**TRY IT:**
Format the lines of the records from the one containing "The task in" through the one containing "box: [226, 152, 316, 201]" as a Markdown table with the columns Row and Line, leaving out blank lines.
[Opening EXTRACTED RECORDS section]
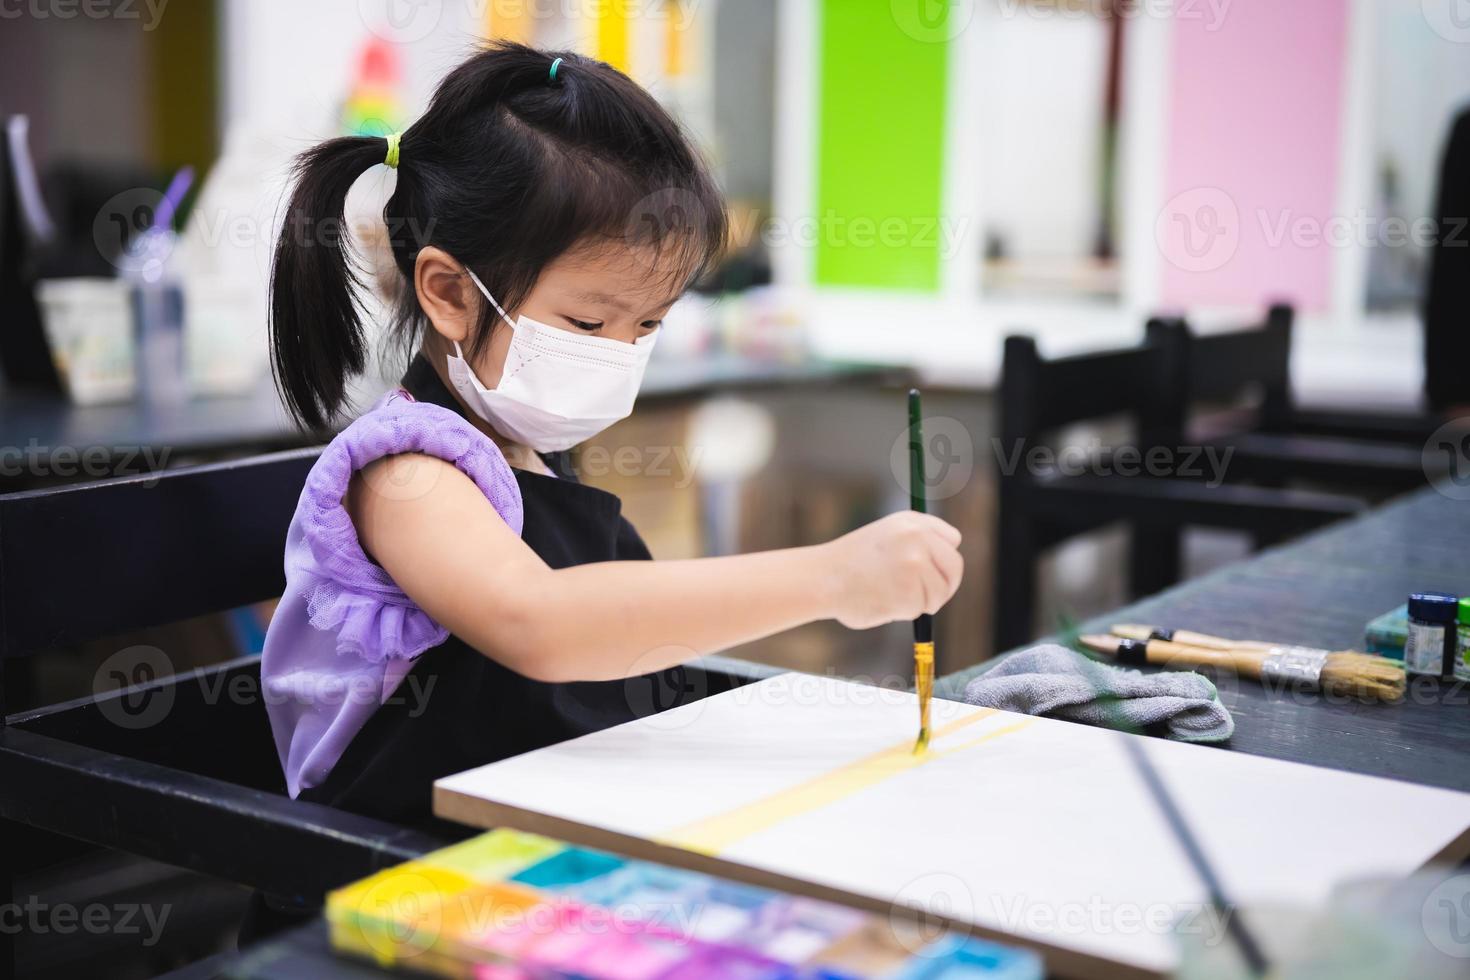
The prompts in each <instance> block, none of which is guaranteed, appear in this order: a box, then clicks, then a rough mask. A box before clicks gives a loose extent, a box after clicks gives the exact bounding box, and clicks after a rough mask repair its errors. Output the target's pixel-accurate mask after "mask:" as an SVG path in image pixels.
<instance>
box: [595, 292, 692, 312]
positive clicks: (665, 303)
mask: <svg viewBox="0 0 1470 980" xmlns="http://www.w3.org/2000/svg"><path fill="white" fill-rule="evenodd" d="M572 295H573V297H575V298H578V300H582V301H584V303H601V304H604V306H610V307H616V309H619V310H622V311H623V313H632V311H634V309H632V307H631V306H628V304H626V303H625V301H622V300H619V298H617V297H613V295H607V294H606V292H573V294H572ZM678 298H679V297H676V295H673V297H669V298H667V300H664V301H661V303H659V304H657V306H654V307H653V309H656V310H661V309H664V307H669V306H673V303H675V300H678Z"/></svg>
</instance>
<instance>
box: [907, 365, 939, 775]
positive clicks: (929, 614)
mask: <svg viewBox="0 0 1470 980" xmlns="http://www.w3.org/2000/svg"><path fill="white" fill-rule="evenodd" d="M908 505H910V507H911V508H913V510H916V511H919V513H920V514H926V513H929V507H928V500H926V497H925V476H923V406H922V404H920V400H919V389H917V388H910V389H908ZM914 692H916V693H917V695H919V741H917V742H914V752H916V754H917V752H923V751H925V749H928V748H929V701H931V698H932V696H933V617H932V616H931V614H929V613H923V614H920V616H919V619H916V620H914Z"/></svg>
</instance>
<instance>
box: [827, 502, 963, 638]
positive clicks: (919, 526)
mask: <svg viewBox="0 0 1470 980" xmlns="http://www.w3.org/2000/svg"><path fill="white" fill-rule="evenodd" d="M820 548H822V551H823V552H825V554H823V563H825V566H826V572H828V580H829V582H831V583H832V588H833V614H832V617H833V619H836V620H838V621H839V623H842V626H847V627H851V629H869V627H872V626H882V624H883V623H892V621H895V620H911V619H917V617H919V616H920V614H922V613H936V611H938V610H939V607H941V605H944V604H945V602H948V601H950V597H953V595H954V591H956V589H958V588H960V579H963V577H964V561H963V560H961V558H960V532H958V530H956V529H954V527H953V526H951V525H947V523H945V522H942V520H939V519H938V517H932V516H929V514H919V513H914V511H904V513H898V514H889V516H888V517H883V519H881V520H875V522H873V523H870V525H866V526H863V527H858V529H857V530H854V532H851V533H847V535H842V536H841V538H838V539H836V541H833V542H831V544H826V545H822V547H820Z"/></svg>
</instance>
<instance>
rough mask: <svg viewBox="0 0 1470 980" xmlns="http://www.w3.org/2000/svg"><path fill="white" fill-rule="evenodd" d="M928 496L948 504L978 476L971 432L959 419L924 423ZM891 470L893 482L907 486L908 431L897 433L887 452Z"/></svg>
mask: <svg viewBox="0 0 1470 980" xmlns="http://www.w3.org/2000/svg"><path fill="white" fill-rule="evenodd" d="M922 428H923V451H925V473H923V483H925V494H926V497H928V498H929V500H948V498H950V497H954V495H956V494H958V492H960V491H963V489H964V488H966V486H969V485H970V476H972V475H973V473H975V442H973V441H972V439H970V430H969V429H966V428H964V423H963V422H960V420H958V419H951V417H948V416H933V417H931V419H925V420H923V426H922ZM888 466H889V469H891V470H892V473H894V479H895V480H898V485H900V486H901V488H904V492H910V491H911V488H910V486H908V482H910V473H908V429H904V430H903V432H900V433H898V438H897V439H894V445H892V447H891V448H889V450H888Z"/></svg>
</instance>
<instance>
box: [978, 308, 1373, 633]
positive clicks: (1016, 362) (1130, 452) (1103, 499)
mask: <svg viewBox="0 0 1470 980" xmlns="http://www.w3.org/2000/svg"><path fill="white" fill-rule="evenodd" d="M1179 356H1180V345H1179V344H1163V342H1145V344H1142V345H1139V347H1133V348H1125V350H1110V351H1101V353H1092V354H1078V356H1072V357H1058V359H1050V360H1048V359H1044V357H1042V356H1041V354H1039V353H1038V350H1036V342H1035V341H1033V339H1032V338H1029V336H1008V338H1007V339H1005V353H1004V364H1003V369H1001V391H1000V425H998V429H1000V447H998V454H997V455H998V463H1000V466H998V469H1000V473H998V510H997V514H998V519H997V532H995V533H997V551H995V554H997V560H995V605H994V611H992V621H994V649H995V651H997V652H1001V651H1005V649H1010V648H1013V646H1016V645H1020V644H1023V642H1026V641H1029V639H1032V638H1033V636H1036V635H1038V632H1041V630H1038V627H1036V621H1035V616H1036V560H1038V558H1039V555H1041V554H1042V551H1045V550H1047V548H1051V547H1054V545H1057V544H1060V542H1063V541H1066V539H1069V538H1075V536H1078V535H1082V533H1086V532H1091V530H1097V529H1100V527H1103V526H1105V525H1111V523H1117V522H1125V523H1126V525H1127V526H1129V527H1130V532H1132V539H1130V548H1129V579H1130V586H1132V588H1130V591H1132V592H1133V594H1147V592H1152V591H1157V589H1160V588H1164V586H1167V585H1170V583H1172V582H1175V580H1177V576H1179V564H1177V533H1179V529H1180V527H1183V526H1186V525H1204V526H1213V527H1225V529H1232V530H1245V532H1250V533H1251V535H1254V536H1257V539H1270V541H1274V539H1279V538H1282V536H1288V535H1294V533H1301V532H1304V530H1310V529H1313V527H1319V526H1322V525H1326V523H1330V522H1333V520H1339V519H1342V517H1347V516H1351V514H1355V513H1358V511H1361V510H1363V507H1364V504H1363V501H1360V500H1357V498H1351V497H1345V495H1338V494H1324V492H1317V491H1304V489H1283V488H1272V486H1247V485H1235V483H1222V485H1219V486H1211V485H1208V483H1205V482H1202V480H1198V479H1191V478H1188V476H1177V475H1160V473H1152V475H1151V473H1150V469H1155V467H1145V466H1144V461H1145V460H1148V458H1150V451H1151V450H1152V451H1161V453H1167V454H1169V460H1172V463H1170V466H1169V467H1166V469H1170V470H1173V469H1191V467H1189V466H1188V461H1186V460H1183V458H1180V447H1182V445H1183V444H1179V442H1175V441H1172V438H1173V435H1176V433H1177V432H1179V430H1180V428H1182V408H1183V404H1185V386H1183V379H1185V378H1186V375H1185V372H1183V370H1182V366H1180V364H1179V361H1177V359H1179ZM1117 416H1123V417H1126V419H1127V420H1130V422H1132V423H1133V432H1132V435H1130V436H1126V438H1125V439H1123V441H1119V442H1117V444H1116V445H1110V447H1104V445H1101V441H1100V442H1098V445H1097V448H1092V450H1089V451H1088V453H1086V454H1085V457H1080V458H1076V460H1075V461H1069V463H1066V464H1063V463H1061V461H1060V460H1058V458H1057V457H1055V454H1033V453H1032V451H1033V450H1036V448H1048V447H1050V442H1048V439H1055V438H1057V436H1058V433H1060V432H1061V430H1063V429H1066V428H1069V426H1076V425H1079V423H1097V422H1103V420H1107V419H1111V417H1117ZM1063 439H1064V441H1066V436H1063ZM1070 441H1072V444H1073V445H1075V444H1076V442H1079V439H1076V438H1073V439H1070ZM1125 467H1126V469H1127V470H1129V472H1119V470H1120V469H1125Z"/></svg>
[Closing EXTRACTED RECORDS section]
[Opening EXTRACTED RECORDS section]
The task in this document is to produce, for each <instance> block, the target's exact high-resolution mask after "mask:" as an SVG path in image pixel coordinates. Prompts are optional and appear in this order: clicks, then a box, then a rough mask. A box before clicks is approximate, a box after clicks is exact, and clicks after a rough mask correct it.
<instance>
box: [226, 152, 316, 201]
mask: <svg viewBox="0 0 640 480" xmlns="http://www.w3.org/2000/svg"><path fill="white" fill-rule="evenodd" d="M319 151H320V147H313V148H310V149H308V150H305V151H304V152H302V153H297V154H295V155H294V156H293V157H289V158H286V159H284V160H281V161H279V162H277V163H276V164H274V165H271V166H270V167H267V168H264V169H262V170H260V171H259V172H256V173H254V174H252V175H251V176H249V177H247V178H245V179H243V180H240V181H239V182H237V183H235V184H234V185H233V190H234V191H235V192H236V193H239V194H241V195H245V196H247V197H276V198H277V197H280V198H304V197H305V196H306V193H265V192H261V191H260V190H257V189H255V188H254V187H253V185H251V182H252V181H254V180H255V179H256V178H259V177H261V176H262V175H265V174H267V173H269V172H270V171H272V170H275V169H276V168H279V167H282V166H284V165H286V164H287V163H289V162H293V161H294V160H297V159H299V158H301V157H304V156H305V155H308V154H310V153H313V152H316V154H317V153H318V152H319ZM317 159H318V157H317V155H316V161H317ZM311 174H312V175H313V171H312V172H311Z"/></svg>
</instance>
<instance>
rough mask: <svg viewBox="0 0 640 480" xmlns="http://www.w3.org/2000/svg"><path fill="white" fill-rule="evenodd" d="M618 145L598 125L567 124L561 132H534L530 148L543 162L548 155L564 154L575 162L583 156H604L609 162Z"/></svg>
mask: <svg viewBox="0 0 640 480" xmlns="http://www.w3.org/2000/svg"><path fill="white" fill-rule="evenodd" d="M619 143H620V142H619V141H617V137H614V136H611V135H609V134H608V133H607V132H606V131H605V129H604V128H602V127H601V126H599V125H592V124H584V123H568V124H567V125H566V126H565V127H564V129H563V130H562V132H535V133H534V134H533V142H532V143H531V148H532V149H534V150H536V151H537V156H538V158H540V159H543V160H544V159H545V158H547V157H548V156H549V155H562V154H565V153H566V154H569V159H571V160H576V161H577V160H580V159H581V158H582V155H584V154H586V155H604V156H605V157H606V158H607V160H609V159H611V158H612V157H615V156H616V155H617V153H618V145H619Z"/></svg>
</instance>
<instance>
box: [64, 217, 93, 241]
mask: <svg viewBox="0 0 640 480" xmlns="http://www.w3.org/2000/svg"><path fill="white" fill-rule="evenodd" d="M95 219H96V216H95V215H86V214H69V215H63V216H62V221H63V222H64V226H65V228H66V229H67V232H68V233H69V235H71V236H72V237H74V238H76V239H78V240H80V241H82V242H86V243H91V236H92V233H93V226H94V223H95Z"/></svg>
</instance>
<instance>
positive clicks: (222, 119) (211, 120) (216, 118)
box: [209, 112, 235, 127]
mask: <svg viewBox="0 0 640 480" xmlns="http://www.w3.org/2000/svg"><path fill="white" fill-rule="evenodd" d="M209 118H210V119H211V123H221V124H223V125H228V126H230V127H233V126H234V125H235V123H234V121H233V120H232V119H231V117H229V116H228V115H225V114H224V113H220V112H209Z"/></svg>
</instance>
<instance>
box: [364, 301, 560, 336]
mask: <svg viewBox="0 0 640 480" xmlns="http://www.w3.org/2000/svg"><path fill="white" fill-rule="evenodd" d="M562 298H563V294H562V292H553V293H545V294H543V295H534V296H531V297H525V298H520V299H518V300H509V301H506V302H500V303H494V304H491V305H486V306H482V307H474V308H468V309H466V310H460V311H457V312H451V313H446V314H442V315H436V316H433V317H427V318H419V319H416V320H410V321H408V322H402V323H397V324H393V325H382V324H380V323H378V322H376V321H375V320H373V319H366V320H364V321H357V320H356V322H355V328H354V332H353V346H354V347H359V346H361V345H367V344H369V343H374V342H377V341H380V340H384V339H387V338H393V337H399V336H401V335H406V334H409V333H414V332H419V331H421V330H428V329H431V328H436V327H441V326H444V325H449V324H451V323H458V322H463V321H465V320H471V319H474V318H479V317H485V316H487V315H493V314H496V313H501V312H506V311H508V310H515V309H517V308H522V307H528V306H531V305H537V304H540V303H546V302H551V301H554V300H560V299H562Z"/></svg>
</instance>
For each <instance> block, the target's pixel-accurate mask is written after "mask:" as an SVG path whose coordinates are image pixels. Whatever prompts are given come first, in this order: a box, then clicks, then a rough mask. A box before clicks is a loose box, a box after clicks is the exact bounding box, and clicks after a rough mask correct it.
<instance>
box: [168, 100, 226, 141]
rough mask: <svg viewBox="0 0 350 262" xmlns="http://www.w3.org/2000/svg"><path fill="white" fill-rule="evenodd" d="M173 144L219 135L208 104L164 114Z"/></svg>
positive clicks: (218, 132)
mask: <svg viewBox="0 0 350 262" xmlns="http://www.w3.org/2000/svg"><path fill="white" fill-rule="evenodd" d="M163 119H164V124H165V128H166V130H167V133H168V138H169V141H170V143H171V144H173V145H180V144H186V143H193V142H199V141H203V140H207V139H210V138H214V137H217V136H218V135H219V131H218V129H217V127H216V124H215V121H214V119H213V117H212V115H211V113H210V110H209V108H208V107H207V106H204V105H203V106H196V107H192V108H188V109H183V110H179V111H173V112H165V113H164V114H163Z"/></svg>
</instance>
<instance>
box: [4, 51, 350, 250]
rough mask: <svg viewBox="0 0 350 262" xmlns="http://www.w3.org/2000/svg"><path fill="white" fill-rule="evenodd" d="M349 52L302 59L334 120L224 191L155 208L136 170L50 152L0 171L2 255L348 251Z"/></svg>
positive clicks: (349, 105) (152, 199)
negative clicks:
[Closing EXTRACTED RECORDS section]
**FINAL ANSWER:**
| Row | Line |
|---|---|
| 1 | The task in this document is to produce, for each <instance> block, the target's exact high-resolution mask after "mask:" as an SVG path in image pixel coordinates. Prompts are optional and appear in this order: clicks, then a box, then a rough mask. A box before clicks is approximate, a box after clicks is exact, and clicks after a rough mask correct it. |
| 2 | <instance> |
| 3 | box: [226, 152, 316, 201] |